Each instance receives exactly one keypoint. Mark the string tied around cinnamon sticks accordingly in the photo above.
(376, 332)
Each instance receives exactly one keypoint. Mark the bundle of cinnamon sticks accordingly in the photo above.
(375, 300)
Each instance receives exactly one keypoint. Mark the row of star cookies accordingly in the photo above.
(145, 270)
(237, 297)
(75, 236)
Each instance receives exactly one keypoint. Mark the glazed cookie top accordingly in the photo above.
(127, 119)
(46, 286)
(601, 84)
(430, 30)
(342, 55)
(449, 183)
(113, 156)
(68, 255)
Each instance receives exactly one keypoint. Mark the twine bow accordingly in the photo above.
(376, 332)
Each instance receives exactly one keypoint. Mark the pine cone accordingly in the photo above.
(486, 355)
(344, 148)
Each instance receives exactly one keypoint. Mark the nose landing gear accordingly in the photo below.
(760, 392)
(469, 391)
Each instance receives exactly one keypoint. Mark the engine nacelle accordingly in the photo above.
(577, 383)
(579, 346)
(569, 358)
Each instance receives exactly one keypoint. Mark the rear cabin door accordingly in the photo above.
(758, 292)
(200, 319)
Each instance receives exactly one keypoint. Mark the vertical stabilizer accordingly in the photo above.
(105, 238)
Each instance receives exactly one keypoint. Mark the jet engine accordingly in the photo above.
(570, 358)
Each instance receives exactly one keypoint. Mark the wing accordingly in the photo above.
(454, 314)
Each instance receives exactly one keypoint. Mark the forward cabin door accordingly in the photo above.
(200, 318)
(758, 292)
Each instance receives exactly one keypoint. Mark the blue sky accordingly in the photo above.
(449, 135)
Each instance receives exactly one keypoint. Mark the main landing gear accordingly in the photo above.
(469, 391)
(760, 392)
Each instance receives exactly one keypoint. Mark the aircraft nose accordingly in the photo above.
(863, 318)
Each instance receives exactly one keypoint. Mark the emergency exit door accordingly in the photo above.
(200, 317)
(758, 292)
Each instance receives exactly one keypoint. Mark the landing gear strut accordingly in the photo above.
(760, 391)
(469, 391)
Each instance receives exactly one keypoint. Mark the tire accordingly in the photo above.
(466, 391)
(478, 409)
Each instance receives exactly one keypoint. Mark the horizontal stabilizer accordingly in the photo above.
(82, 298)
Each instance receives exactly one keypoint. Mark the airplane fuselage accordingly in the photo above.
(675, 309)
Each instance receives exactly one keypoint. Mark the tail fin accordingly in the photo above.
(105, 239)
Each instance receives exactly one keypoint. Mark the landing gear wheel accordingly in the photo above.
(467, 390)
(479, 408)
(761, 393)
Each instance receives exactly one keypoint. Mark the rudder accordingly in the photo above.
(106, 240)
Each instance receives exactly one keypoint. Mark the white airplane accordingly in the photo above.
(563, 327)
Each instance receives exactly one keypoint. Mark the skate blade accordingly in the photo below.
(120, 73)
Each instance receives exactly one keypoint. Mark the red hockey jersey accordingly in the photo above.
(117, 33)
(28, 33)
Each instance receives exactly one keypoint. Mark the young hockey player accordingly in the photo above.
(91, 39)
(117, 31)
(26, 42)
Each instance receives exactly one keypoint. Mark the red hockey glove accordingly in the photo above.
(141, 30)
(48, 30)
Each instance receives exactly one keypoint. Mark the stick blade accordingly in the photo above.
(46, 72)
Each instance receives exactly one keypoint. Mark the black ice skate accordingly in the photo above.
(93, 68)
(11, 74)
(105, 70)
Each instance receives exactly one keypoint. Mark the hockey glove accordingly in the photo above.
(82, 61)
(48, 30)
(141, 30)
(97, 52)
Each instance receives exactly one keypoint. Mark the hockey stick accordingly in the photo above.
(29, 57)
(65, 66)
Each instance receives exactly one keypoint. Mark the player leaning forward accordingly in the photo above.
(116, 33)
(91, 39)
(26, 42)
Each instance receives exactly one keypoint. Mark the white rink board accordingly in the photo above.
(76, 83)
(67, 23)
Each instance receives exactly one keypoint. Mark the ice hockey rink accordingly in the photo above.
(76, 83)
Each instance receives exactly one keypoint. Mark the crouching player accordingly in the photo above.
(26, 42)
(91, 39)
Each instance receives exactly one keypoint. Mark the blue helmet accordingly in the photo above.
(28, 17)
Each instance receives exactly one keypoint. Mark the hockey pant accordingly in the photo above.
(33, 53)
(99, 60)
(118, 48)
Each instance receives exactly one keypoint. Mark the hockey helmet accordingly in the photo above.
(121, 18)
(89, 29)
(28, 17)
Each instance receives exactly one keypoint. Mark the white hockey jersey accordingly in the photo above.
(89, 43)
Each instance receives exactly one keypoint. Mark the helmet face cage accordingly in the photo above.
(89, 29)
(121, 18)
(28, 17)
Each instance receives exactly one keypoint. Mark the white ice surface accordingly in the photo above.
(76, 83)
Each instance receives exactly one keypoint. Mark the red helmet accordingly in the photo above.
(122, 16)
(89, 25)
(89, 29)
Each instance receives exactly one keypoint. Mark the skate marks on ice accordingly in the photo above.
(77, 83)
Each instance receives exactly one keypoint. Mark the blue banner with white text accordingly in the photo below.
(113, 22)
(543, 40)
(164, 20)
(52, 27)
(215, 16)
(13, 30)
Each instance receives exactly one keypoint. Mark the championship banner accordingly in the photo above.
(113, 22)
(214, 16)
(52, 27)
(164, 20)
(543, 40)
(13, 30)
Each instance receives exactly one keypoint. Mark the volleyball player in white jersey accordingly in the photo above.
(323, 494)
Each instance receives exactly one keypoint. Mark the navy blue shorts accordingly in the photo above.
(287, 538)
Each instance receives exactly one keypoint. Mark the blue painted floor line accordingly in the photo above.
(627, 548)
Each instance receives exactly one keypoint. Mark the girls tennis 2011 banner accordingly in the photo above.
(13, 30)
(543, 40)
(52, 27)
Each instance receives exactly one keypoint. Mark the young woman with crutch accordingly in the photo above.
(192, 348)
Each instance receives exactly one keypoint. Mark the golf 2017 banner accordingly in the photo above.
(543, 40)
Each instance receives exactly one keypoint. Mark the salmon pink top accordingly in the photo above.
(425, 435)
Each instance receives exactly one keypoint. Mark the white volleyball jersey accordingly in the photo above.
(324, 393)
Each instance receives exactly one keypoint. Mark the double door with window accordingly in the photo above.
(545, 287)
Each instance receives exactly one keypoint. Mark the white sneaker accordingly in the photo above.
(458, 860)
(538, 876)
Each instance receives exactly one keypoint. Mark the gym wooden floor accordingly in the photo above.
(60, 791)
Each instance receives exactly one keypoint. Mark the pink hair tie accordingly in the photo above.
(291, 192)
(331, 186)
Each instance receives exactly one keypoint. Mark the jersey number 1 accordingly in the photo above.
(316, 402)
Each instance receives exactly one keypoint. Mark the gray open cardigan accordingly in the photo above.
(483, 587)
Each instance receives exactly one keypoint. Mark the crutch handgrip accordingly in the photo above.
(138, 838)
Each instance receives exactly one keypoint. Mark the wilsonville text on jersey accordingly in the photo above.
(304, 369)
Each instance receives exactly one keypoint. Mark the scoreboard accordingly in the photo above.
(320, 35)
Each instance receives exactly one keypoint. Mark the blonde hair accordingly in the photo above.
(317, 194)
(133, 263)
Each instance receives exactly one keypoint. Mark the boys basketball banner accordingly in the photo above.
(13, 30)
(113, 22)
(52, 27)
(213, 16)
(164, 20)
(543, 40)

What is required
Retype the listing above in full, exactly as it stands.

Completed task
Each instance receives exactly one keypoint. Mark the string tied around cinnamon sticks accordingly in the photo above.
(376, 332)
Each instance receives exactly one keypoint. Mark the bundle of cinnamon sticks accordingly in the photo above.
(375, 300)
Each instance receives exactly one keypoint. Mark the row of star cookies accordingly in the photo above.
(145, 270)
(237, 297)
(75, 236)
Each instance receives exactly one keypoint. Mark the glazed cookie top accordingly in the photo above.
(127, 119)
(46, 286)
(601, 84)
(430, 30)
(342, 55)
(449, 183)
(113, 156)
(68, 255)
Each instance receives exactly one keypoint. Mark the twine bow accordingly in the photo above.
(376, 332)
Each instance receives exactly one keypoint. Mark the pine cone accordingly in the photo above.
(486, 355)
(344, 148)
Each instance receives exactly one keypoint. Mark the nose landing gear accordingly in the photo below.
(760, 392)
(469, 391)
Each instance receives exactly one keypoint. Mark the engine nacelle accordingly in the photo above.
(577, 383)
(579, 346)
(569, 358)
Each instance receives exactly one keypoint. Mark the rear cabin door accordingly in the photo above.
(758, 292)
(200, 319)
Each instance receives exactly one keypoint. Mark the vertical stabilizer accordingly in the photo above.
(105, 238)
Each instance receives exactly one keypoint. Mark the jet engine accordingly in the photo above.
(570, 358)
Each instance receives exactly one keypoint. Mark the wing accordingly in the photo above.
(454, 314)
Each instance receives exactly one keypoint. Mark the forward cabin door accordingly in the photo above.
(200, 318)
(758, 292)
Each instance receives exactly one keypoint. Mark the blue sky accordingly in the photo above.
(449, 135)
Each instance receives exactly one keypoint. Mark the main landing gear accordingly in the photo above.
(469, 391)
(760, 392)
Each instance receives exactly one keypoint. Mark the aircraft nose accordingly in the photo above.
(863, 318)
Each instance receives exactly one keypoint. Mark the emergency exit door accordingly in the photo above.
(200, 317)
(758, 292)
Each instance receives exactly one keypoint. Mark the landing gear strut accordingly in the photo above.
(760, 391)
(469, 391)
Each instance receives exactly one keypoint. Mark the tire accordingly in the photo above.
(466, 391)
(478, 409)
Each instance receives exactly one keypoint. Mark the horizontal stabilizer accordingly in the photo above.
(82, 298)
Each instance receives exactly one keypoint. Mark the airplane fuselage accordingly in the photo above.
(675, 309)
Each instance receives exactly one keypoint. Mark the tail fin accordingly in the photo above.
(105, 239)
Each instance receives exactly one keypoint. Mark the landing gear wheel accordingly in the photo above.
(467, 390)
(479, 408)
(761, 393)
Each instance receives exactly one keypoint. Mark the rudder accordingly in the photo above.
(106, 240)
Each instance receives exactly one keypoint. Mark the white airplane accordingly in the photo above.
(563, 327)
Each instance receives exactly one keypoint. Mark the skate blade accordingly in the photo below.
(120, 73)
Each instance receives exactly one keypoint. Mark the red hockey jersey accordingly in the photo above.
(117, 33)
(28, 33)
Each instance receives exactly one keypoint. Mark the young hockey player accordingly in the photo above.
(91, 39)
(117, 31)
(26, 42)
Each instance receives exactly one keypoint. Mark the red hockey glove accordingly in the photo above.
(141, 30)
(48, 30)
Each instance receives exactly one keypoint. Mark the stick blade accordingly in the photo above.
(46, 72)
Each instance receives exactly one keypoint. Mark the black ice skate accordingly in the photo above.
(93, 68)
(11, 74)
(105, 70)
Each instance receives exactly one keypoint. Mark the hockey glove accordingly in the photo above.
(82, 61)
(48, 30)
(141, 30)
(97, 52)
Each instance receives exactly one keypoint. Mark the hockey stick accordingly in the photo above.
(29, 57)
(65, 66)
Each instance receives exactly one keypoint. Mark the player leaning forward accordingly in the photo above.
(116, 33)
(91, 39)
(26, 42)
Each instance receives exactly one keypoint. Mark the white rink board accordingly in the photo above.
(76, 83)
(67, 23)
Each instance receives exactly one keypoint. Mark the ice hockey rink accordingly in the photo above.
(76, 83)
Each instance receives exactly one keypoint. Mark the crouching player accordingly in the photo above.
(26, 42)
(91, 39)
Each instance receives exactly one keypoint. Mark the blue helmet accordingly in the photo above.
(28, 17)
Each instance receives exactly one keypoint. Mark the hockey pant accordingly in the photo above.
(33, 53)
(99, 60)
(118, 48)
Each instance receives exactly one keypoint. Mark the hockey helmet accordingly in the photo above.
(121, 18)
(89, 29)
(28, 17)
Each instance receives exactly one keypoint. Mark the white hockey jersey accordingly in the photo above.
(89, 43)
Each instance receives exactly one keypoint. Mark the helmet face cage accordingly in the photo above.
(89, 29)
(121, 18)
(28, 17)
Each instance receives exactly one keypoint. Mark the white ice surface accordingly in the photo above.
(76, 83)
Each instance receives exactly one keypoint. Mark the red helmet accordingly in the photo above.
(122, 16)
(89, 25)
(89, 29)
Each instance receives exactly one keypoint. Mark the skate marks on ice accordingly in the photo above.
(77, 83)
Each instance receives exactly one keypoint. Mark the blue banner with white text accordingly in the photo below.
(113, 22)
(543, 40)
(164, 20)
(52, 27)
(215, 16)
(13, 30)
Each instance receives exactly one keypoint. Mark the championship banner accordingly in the photo above.
(113, 22)
(214, 16)
(52, 27)
(164, 20)
(543, 40)
(13, 30)
Each instance receives exactly one keypoint. Mark the volleyball player in white jersey accordingly in the photo above.
(323, 494)
Each instance receives exactly one keypoint. Mark the navy blue shorts accordingly in the photo above.
(287, 538)
Each instance receives exactly one keypoint. Mark the blue painted floor line accordingly in the photo above.
(627, 548)
Each instance receives exactly one keypoint. Mark the girls tennis 2011 banner accordingly in the photo above.
(13, 30)
(543, 40)
(52, 27)
Each instance receives exactly one keypoint. Mark the young woman with crutch accordingly in the photo above.
(192, 348)
Each instance receives exactly one keypoint. Mark the golf 2017 banner accordingly in the photo above.
(543, 40)
Each instance receives exactly one keypoint. Mark the salmon pink top accordingly in the photo above.
(425, 435)
Each instance receives exactly one keypoint. Mark the white volleyball jersey accordingly in the photo above.
(324, 393)
Each instance receives exactly one keypoint. Mark the double door with window accordingly in the photo above.
(545, 287)
Each instance receives exactly one keypoint. Mark the white sneaker accordingly in the photo above.
(458, 860)
(538, 876)
Each instance receives exactly one keypoint. Mark the gym wooden floor accordingly in the photo above.
(60, 791)
Each instance receives exactly one keypoint. Mark the pink hair tie accordingly in the photo above.
(291, 192)
(331, 186)
Each instance receives exactly one keypoint. Mark the jersey number 1 accordingly in the photo above.
(316, 402)
Each instance receives exactly one keypoint. Mark the gray open cardigan accordingly in the photo above.
(483, 587)
Each instance receives exactly one keypoint. Mark the crutch handgrip accordingly in the photo above.
(138, 838)
Each instance receives exactly one keypoint. Mark the wilsonville text on jersey accordingly in the photo above.
(304, 369)
Each instance receives exactly one keypoint. Mark the scoreboard accordingly in the photo above.
(320, 35)
Each instance receives exactly one keypoint. Mark the blonde hair accordingly in the photo above.
(317, 194)
(133, 263)
Each instance receives exactly one keypoint. Mark the boys basketball banner accordingly in the photo above.
(13, 30)
(113, 22)
(52, 27)
(213, 16)
(164, 20)
(543, 40)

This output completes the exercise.